→ GIVEN TASK: Present the material below as a Markdown table with the columns Row and Line, one numbered row per line and no rows for blank lines.

:::

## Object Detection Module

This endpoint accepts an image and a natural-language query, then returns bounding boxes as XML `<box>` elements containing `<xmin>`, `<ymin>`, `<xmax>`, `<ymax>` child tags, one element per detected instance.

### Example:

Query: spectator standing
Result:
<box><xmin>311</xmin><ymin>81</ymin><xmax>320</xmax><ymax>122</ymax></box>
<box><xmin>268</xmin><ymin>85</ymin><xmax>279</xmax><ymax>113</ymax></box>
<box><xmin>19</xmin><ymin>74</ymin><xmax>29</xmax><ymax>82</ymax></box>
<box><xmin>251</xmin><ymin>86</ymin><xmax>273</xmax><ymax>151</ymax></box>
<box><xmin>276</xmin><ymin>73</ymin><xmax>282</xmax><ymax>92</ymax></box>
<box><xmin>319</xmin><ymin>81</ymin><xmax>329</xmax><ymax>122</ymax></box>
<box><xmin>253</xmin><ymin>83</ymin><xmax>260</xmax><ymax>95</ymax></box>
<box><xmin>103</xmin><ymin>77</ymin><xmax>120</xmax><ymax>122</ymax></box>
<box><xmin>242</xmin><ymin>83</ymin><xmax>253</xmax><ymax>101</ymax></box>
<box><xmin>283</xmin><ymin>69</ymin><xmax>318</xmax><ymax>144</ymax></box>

:::

→ RESPONSE TO THE EXERCISE:
| Row | Line |
|---|---|
| 1 | ## Object Detection Module |
| 2 | This endpoint accepts an image and a natural-language query, then returns bounding boxes as XML `<box>` elements containing `<xmin>`, `<ymin>`, `<xmax>`, `<ymax>` child tags, one element per detected instance. |
| 3 | ### Example: |
| 4 | Query: spectator standing |
| 5 | Result: |
| 6 | <box><xmin>311</xmin><ymin>81</ymin><xmax>320</xmax><ymax>122</ymax></box> |
| 7 | <box><xmin>268</xmin><ymin>85</ymin><xmax>279</xmax><ymax>113</ymax></box> |
| 8 | <box><xmin>19</xmin><ymin>74</ymin><xmax>29</xmax><ymax>82</ymax></box> |
| 9 | <box><xmin>251</xmin><ymin>86</ymin><xmax>273</xmax><ymax>151</ymax></box> |
| 10 | <box><xmin>276</xmin><ymin>73</ymin><xmax>282</xmax><ymax>92</ymax></box> |
| 11 | <box><xmin>319</xmin><ymin>81</ymin><xmax>329</xmax><ymax>122</ymax></box> |
| 12 | <box><xmin>253</xmin><ymin>83</ymin><xmax>260</xmax><ymax>95</ymax></box> |
| 13 | <box><xmin>103</xmin><ymin>77</ymin><xmax>120</xmax><ymax>122</ymax></box> |
| 14 | <box><xmin>242</xmin><ymin>83</ymin><xmax>253</xmax><ymax>101</ymax></box> |
| 15 | <box><xmin>283</xmin><ymin>69</ymin><xmax>318</xmax><ymax>144</ymax></box> |